------ Page extract ------

I understand you might need an example to go deeper. That being said, I was hoping there are some general best practices related to performance that some of you are willing to share or link to?

2 Likes

Is there a reason why the plots are getting created dynamically instead of creating all plots upfront? Do the interactions influence the layout? From my experience best performance is achieved when only the data in the CDS is updated while the plots stay as is.

Can I somehow temporarily unlink/hide/disable (or similar) the plots for the tabs that are currently not visible?

Linking of layouts across tabs is the main culprit for performance degradation. Currently there’s no way to disable this behavior. I started a PR which makes this configurable.

We looked into creating plots lazily with the goal to improve performance. We could see that interactions were more smooth when we did not create all the plots up-front. Ideally we would like to create all data up-front without paying anything extra for hidden tabs.

Nice - we really appreciate this! Is there any short-term workaround for this? We are currently using Bokeh 3.8.2.

Side note:

Last I just want to share a finding from last week. We experimented with skipping the lazy load, create all plots up-front and use explicit hide operations. In one of our hidden plots (longitudinal from the screenshot above) we have (a lot of) lines. We realized that hiding the GlyphRenderer(s) for the lines during creation, and only showing them when a tab became active, had a significant impact on the initial load time. We currently also hide the GlyphRenderer(s) again once we leave a tab. Ideally we would want to avoid “hacks” like this, but maybe this information can be useful for someone.

Thanks a lot for the feedback!

2 Likes

------ Data provided ------

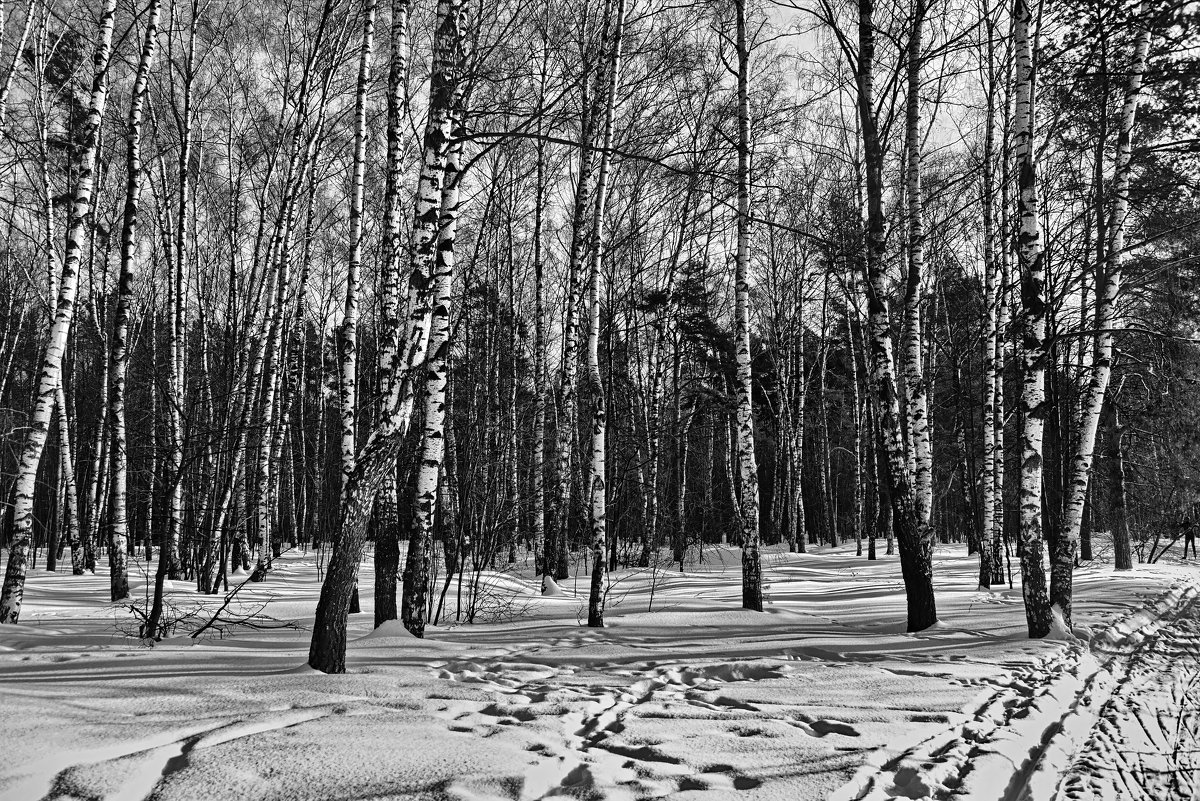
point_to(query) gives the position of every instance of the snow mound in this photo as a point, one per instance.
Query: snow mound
(1059, 630)
(389, 630)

------

Work to do: Please reproduce the stretch of the Bokeh performance thread from "I understand you" through "makes this configurable.", word for word.

In response:
I understand you might need an example to go deeper. That being said, I was hoping there are some general best practices related to performance that some of you are willing to share or link to?

2 Likes

Is there a reason why the plots are getting created dynamically instead of creating all plots upfront? Do the interactions influence the layout? From my experience best performance is achieved when only the data in the CDS is updated while the plots stay as is.

Can I somehow temporarily unlink/hide/disable (or similar) the plots for the tabs that are currently not visible?

Linking of layouts across tabs is the main culprit for performance degradation. Currently there’s no way to disable this behavior. I started a PR which makes this configurable.